**EXCERPT**
________________________________________

Will precisely singulating soybean seed down to 1-inch plant-to-plant spacing improve pod count and potential? Several agronomists, including me, think this could be true even though there is no data yet on this question.
Corn planting is all about seed singulation and precisely placing every seed at the right depth and right spacing between seeds. Everyone appreciates the rows of corn that look like a picket fence with all the plants equally spaced and emerging at the same time. Each plant has nearly the same stalk and ear girth. We have all seen the photos and manufacturers have excelled at engineering planters that will singulate seed across a range of soil and seed size conditions. And when you look at corresponding ear size, the better the singulation the more consistent the ear size.
But what about soybeans? Will they benefit from better singulation? Soybeans have a lot of plasticity and they are supposed to compensate. Lose one or two plants, have a plant that emerges late and is small, or two plants next to each other? The plants around will branch out and fill in any gaps in spacing. We take for granted that soybeans naturally compensate for gaps and depend on adjacent plants to fill in those gaps. By the middle of the season, with the canopy in place, it looks like the crop has recovered and compensated. But has it?

________________________________________

**EXERCISE DATA**
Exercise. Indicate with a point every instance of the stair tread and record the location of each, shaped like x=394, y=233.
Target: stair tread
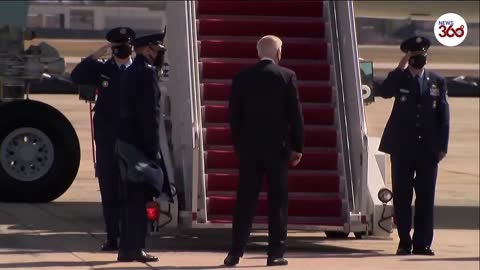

________________________________________

**EXERCISE SET**
**A)** In the soybean singulation passage, retype the text starting at the words "Corn planting is" and ending after the words "the ear size.".
**B)** Why does the soybean singulation passage say soybeans are expected to cope with lost plants, small late plants, or plants growing next to each other?

**EXERCISE SOLUTIONS**
**A)**
Corn planting is all about seed singulation and precisely placing every seed at the right depth and right spacing between seeds. Everyone appreciates the rows of corn that look like a picket fence with all the plants equally spaced and emerging at the same time. Each plant has nearly the same stalk and ear girth. We have all seen the photos and manufacturers have excelled at engineering planters that will singulate seed across a range of soil and seed size conditions. And when you look at corresponding ear size, the better the singulation the more consistent the ear size.

**B)** Soybeans have a lot of plasticity, so they are supposed to compensate. The plants around a gap branch out and fill in any gaps in spacing.